Point placement records:
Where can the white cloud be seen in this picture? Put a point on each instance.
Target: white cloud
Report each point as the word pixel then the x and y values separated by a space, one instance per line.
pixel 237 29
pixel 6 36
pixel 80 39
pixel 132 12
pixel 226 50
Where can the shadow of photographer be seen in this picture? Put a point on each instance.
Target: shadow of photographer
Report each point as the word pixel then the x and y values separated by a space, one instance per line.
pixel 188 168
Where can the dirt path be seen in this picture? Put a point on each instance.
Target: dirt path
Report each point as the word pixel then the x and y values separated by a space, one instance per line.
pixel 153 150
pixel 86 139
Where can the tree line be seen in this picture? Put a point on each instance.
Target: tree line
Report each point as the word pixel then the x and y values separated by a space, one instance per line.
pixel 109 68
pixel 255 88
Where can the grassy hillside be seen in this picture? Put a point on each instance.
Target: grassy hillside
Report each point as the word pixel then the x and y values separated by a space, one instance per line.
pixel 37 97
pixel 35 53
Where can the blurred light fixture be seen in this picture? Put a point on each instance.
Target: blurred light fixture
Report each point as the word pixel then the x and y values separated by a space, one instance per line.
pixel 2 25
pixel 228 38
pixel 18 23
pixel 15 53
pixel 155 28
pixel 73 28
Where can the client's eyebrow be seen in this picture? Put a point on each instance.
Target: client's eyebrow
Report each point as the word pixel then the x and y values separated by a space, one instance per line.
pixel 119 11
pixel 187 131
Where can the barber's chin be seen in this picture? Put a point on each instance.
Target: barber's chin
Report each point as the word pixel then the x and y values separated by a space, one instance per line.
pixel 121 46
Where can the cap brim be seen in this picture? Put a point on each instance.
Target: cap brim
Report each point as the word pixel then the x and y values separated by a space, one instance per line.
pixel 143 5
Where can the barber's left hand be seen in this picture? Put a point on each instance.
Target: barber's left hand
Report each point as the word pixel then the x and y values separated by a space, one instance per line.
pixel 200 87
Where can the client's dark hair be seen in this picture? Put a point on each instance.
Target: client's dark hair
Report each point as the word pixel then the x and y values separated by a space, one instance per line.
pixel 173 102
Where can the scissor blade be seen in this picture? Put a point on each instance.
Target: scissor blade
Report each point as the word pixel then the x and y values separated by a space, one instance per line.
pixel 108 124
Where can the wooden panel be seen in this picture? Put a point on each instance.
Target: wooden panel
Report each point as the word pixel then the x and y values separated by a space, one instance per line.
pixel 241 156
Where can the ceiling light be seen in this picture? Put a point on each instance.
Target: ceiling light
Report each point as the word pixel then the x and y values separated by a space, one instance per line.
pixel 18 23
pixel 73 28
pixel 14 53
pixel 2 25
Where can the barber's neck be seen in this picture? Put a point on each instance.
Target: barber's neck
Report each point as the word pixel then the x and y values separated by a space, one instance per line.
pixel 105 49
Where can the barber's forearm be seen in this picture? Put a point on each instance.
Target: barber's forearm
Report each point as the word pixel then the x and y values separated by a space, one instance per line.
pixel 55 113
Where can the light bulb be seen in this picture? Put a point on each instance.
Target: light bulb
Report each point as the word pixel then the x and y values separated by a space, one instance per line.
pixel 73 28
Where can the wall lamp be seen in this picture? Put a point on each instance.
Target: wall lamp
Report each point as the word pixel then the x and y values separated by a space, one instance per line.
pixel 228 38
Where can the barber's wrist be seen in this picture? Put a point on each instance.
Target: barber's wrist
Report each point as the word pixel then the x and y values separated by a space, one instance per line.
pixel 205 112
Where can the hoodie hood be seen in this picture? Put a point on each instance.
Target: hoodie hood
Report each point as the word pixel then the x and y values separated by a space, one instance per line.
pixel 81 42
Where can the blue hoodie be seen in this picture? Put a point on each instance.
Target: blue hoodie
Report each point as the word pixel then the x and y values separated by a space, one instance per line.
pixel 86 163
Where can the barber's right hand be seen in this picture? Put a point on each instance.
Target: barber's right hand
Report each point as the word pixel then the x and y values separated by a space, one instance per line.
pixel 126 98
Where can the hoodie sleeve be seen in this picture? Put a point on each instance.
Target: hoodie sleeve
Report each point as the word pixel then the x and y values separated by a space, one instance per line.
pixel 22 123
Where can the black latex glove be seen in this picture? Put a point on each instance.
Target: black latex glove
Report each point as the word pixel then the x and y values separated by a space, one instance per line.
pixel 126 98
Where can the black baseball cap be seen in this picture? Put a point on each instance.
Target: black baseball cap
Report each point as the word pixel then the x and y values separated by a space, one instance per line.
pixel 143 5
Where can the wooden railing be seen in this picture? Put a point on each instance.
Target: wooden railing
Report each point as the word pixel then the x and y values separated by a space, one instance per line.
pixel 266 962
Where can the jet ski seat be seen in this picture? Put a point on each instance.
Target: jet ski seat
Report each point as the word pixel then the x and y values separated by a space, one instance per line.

• _Exercise instructions_
Reproduce the listing lines from the line with "Where can the tree" to the line with "pixel 35 53", including both of those lines.

• _Result of this task_
Where can the tree line be seen in this picture? Put a point on each instance.
Target: tree line
Report each point as the word pixel then the x and y values separated by a space, one instance per line.
pixel 109 68
pixel 255 88
Where can the grassy hillside be seen in this picture? Put a point on each instance.
Target: grassy hillside
Report each point as the word pixel then the x and y values separated by a space, one instance per line.
pixel 37 97
pixel 35 53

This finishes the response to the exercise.